## Problem details
Below are the entries; transcribe them exactly and drop every picture.

## Record excerpts
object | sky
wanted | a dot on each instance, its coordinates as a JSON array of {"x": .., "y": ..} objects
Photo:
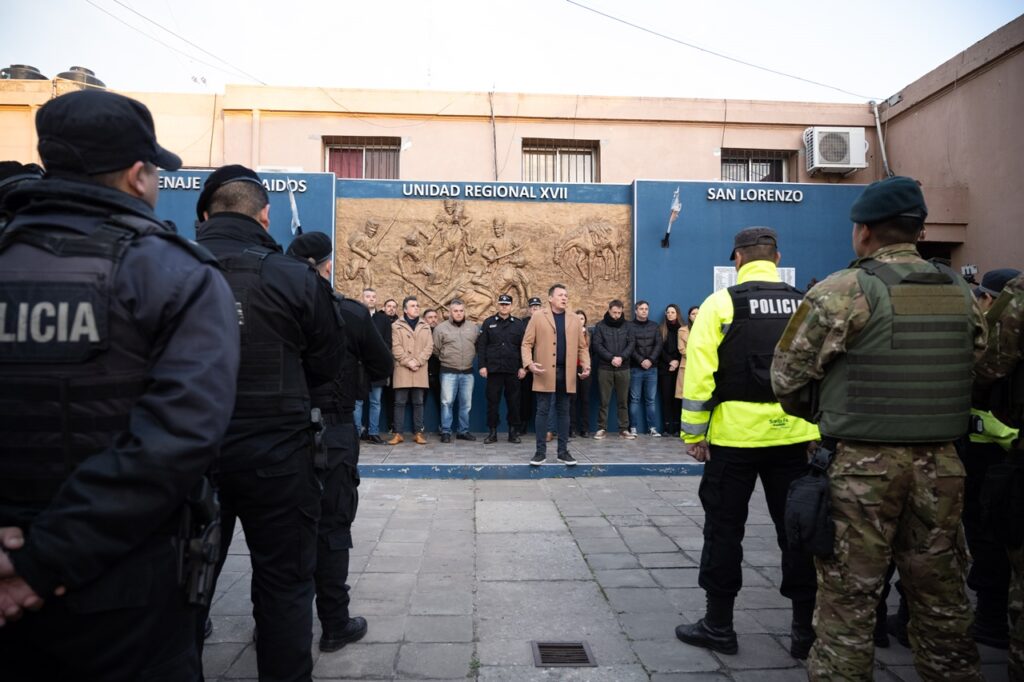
[{"x": 853, "y": 52}]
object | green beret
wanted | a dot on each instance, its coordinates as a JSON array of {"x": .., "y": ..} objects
[{"x": 890, "y": 198}]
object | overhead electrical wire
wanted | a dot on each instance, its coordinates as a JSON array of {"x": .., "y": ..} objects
[
  {"x": 718, "y": 54},
  {"x": 185, "y": 40},
  {"x": 157, "y": 40}
]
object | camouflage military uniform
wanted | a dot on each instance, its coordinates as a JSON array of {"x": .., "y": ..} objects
[
  {"x": 889, "y": 501},
  {"x": 1005, "y": 350}
]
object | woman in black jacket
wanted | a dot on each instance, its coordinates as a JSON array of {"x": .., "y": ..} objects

## Output
object | sky
wanted | a dot on each instance, its coordinates as a JSON array of {"x": .., "y": ..} objects
Photo:
[{"x": 853, "y": 52}]
object | green beret
wanted | a dot on each instance, its coordinates as a JSON array of {"x": .., "y": ..} objects
[{"x": 890, "y": 198}]
object | overhead electrical wire
wanted | a dot on each instance, its coordinates as a JSON array of {"x": .., "y": ..} objects
[
  {"x": 718, "y": 54},
  {"x": 185, "y": 40},
  {"x": 157, "y": 40}
]
object | camouflage military uniform
wanted | a dot on each instance, its coordinates as a JSON array of {"x": .., "y": ..} objects
[
  {"x": 889, "y": 501},
  {"x": 1005, "y": 350}
]
object | woman in black jacket
wanted | a dot on each instance, its coordinates as a JSON array of {"x": .., "y": ..} objects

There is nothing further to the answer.